### TASK BRIEF
Below is a listing; reproduce each line of it exactly.

### PROVIDED DATA

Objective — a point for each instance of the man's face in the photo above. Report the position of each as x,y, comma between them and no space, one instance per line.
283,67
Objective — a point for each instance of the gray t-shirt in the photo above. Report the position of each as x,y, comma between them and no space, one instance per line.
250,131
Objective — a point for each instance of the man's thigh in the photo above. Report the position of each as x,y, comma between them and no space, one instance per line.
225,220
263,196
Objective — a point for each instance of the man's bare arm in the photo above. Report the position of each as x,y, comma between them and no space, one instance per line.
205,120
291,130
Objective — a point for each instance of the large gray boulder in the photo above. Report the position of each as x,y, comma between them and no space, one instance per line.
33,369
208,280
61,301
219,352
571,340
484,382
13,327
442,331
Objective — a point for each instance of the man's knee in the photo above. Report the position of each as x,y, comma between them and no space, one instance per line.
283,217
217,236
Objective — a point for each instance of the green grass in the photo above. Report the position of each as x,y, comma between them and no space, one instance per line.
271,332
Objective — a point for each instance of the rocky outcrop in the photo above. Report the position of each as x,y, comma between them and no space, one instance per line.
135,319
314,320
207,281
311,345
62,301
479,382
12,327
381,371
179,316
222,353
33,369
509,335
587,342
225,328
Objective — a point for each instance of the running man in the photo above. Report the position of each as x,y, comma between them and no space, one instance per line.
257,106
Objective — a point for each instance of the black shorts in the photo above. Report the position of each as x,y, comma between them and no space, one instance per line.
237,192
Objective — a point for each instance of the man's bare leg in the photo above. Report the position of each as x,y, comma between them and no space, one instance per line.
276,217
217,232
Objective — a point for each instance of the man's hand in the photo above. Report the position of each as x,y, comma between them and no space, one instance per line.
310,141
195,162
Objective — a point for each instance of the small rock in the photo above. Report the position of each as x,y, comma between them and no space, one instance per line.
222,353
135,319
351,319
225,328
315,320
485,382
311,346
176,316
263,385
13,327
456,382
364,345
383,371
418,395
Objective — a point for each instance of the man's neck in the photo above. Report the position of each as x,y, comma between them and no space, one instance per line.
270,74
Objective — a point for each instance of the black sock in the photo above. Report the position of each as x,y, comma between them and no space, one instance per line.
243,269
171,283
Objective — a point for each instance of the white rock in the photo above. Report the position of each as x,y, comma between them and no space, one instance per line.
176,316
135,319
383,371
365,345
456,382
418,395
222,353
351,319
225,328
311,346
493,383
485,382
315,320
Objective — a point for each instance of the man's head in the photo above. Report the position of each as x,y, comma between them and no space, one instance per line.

### ANSWER TO THE PROBLEM
Objective — a point for each instance of the man's face in the photo above. Report the position of each as x,y, comma between them and no space, one instance per line.
283,67
Objective — a point for each instance of the gray t-shirt in the photo above. Report the position of each as x,y, comma between them and no space, one instance per line.
250,131
Objective — a point for each instance of the man's thigh in the photo above. Report the position of each as x,y, comma between them and no space, one instance per line.
225,220
263,196
Objective — a point for each instance of the man's bare arm in the photo above. Report the position of each as x,y, comma between them and no space, one instance per line.
205,120
291,130
Objective — a point for each instance of the large gray boulder in the photo above. Report the position of each as x,y, comma between them and no space, one instance per line.
33,369
208,280
61,301
219,352
571,340
484,382
13,327
442,331
Objective — a point for each instance of the man's knee in the photo above. Report the position of each as x,y, comma between them and no space, one instance per line.
283,217
217,236
Objective — a point for each instance of the green grass in the photo above. Report the position of each as x,y, comma between them and no space, one instance per line.
271,332
Objective — a point for each instance of the rocky outcrop in the photo above. Report the position of each as x,y, comma between them and no space, one instance per line.
135,319
314,320
207,281
311,345
62,301
479,382
12,327
381,371
179,316
222,353
33,369
509,335
587,342
225,328
Objective — a point for each instance of the running man in the photo above. Report the position of each as x,y, comma between them and no space, one instance per line.
257,106
Objective — a point for each instance of the black shorts in the photo above. Report the position of each as x,y, comma between them and no space, one instance per line.
237,192
Objective — a point for each instance of the man's bare leg in the photo above. Report the position of each as x,y, comma between them and no space, one instance per line.
276,217
217,232
Objective — a point for each instance of the man's hand in the photo above. Report the position of each as x,y, comma between them and no space, one instance per line.
310,141
195,162
Objective — a point for each instance of the small rock in the photo above. Report the position of each as x,y, comma between them and no space, one instance per line.
222,353
135,319
351,319
225,328
315,320
485,382
311,346
176,316
263,385
13,327
456,382
364,345
383,371
418,395
Objective — a point for each instance of the man's neck in the photo above. Report the position of each as x,y, comma between them and no space, one instance per line.
270,74
Objective — a point for each instance of the black sock in the photo above. Report the position of each as x,y, comma between them and no space, one instance per line.
243,269
171,283
Objective — a point for each instance of the white rock in the photo above. Report the position of each as x,y, comma between them and no space, one instance per line.
176,316
135,319
383,371
365,345
456,382
418,395
222,353
351,319
225,328
311,346
493,383
485,382
315,320
Objective — a point for each instance of the man's head in the photo above. Report the position of each as x,y, comma between them and no space, one instance per line.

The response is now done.